▸ **Action item A**
Condense the paragraph beginning "Mary Morrissey Kwasny (also published as" in the Mary Kwasny profile into a short bulleted list that keeps its main facts.
▸ **Action item B**
In the Mary Kwasny profile, retype everything from "Mary Morrissey Kwasny (also" down to "solutions of Wordle." without any changes.

▸ **Exercise passage**
========
- Born: America
- Other names: Mary Morrissey Kwasny, Mary Morrissey, Mary Jeanne Kwasny
- Education: St. Ignatius College Prep, Harvard University
- Occupations: biostatistician, professor of preventative medicine
- Employer: Northwestern University
- Known for: biostatistics research
- Notable work: statistics of human versus computer solutions of Wordle
- Awards: Fellow of the American Statistical Association

= Mary Kwasny =

American biostatistician

Mary Morrissey Kwasny (also published as Mary Morrissey and as Mary Jeanne Kwasny) is an American biostatistician, a professor of preventative medicine in the division of biostatistics and informatics at the Northwestern University Feinberg School of Medicine. Her methodological research interests include longitudinal study data, and data misclassification and measurement errors; she has also studied the effects of behavioral interventions in health care. Beyond biostatistics, she has written about the statistics of human versus computer solutions of Wordle.
========
▸ **Saved entries**
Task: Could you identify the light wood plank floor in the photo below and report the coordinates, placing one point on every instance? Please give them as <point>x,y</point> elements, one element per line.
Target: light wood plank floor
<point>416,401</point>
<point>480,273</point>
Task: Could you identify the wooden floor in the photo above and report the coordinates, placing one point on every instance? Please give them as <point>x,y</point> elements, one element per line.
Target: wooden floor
========
▸ **Task answer A**
- Mary Morrissey Kwasny, also published as Mary Morrissey and as Mary Jeanne Kwasny, is an American biostatistician.
- She is a professor of preventative medicine in the division of biostatistics and informatics at the Northwestern University Feinberg School of Medicine.
- Her methodological research covers longitudinal study data, data misclassification and measurement errors.
- She has also studied the effects of behavioral interventions in health care.
- She has written about the statistics of human versus computer solutions of Wordle.

▸ **Task answer B**
Mary Morrissey Kwasny (also published as Mary Morrissey and as Mary Jeanne Kwasny) is an American biostatistician, a professor of preventative medicine in the division of biostatistics and informatics at the Northwestern University Feinberg School of Medicine. Her methodological research interests include longitudinal study data, and data misclassification and measurement errors; she has also studied the effects of behavioral interventions in health care. Beyond biostatistics, she has written about the statistics of human versus computer solutions of Wordle.